* **Instructions to follow**: Beginning with the first line of the data below, reproduce every line unchanged, ending with the line that holds "one marker per instance, written like [138,231]".

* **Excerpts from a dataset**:
──────────────────────────────

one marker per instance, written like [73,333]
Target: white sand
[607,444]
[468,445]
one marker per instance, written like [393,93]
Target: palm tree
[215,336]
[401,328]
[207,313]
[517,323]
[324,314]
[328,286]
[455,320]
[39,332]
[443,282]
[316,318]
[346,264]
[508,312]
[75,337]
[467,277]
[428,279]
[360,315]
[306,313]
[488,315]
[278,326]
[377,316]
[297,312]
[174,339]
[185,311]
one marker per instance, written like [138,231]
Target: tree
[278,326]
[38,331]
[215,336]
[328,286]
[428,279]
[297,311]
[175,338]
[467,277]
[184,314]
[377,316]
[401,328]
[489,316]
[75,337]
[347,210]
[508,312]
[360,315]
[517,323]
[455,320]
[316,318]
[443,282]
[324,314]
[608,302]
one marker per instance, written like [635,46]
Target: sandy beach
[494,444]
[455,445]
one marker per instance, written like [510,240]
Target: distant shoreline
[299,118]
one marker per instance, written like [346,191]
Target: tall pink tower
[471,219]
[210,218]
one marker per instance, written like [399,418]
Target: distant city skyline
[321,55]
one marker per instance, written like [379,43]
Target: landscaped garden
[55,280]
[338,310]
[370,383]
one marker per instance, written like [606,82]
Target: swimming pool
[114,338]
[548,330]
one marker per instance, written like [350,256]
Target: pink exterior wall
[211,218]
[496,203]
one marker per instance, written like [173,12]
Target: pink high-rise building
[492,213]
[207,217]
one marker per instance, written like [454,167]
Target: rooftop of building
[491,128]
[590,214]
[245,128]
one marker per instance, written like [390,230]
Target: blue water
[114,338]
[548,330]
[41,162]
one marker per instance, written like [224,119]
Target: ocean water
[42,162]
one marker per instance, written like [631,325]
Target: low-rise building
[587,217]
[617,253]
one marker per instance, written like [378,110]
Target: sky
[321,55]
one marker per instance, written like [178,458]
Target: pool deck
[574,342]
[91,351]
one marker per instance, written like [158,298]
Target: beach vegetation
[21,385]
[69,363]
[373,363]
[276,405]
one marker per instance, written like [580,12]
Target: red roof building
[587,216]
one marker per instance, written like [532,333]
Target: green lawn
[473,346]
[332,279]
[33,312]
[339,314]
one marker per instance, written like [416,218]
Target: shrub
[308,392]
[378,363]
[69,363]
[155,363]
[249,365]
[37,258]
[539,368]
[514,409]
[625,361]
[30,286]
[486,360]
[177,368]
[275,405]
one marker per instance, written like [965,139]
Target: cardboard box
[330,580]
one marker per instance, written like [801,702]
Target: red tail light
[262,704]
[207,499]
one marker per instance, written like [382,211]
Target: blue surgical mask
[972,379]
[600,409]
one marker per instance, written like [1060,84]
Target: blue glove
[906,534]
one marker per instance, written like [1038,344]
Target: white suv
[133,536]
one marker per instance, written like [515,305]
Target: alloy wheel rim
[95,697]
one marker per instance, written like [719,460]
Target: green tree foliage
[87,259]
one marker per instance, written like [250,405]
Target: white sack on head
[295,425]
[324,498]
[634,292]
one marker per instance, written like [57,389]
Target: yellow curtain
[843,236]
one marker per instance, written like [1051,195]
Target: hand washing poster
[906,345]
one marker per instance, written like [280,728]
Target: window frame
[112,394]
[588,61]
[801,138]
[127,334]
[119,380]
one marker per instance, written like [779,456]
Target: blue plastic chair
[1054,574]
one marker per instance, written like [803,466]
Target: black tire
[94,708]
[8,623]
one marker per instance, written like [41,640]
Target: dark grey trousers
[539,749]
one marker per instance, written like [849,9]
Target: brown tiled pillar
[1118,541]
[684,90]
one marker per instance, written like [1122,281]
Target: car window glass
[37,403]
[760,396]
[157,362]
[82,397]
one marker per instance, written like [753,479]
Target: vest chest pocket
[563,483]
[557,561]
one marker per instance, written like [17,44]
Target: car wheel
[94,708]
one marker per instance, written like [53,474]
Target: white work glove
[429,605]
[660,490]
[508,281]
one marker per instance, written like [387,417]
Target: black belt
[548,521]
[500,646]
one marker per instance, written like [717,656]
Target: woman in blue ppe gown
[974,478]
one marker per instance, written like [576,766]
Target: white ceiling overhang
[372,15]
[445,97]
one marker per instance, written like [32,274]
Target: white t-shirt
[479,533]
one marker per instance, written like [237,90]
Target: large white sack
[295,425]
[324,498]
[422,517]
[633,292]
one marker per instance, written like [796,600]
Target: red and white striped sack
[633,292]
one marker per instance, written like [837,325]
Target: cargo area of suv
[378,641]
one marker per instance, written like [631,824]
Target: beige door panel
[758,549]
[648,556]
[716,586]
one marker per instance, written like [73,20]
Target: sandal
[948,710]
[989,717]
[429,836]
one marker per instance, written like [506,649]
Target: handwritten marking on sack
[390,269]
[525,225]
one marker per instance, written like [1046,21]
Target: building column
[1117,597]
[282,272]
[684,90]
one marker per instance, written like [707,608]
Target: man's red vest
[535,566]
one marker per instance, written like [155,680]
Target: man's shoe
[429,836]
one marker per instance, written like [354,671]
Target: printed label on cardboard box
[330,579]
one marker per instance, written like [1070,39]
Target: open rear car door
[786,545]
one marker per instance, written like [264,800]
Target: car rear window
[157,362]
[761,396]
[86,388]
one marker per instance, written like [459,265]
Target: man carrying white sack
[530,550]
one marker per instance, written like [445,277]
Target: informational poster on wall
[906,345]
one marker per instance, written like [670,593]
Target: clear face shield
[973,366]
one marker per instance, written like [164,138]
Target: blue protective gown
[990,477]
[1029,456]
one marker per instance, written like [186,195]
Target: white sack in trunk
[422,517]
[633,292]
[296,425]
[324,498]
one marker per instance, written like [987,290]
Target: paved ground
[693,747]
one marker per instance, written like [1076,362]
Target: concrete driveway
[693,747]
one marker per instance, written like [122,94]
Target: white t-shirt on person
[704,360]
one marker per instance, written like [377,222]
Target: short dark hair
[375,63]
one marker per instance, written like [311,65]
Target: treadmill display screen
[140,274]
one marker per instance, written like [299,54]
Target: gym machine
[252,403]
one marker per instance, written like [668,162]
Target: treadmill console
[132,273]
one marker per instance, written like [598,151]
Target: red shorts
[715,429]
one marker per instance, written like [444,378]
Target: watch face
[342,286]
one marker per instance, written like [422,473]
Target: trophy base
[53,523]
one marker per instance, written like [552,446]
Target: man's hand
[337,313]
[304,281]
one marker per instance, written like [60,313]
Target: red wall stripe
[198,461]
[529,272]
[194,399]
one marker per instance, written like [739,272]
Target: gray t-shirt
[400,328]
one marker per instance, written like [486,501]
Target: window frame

──────────────────────────────

* **Response to this exercise**:
one marker per instance, written like [73,333]
Target: white sand
[607,444]
[468,445]
one marker per instance, written like [393,93]
Target: palm tree
[215,336]
[401,328]
[207,313]
[517,323]
[324,314]
[328,286]
[455,320]
[39,332]
[443,282]
[316,318]
[346,264]
[508,312]
[75,337]
[467,277]
[428,279]
[360,315]
[306,313]
[488,315]
[278,326]
[377,316]
[297,312]
[174,339]
[185,311]
one marker per instance, written like [138,231]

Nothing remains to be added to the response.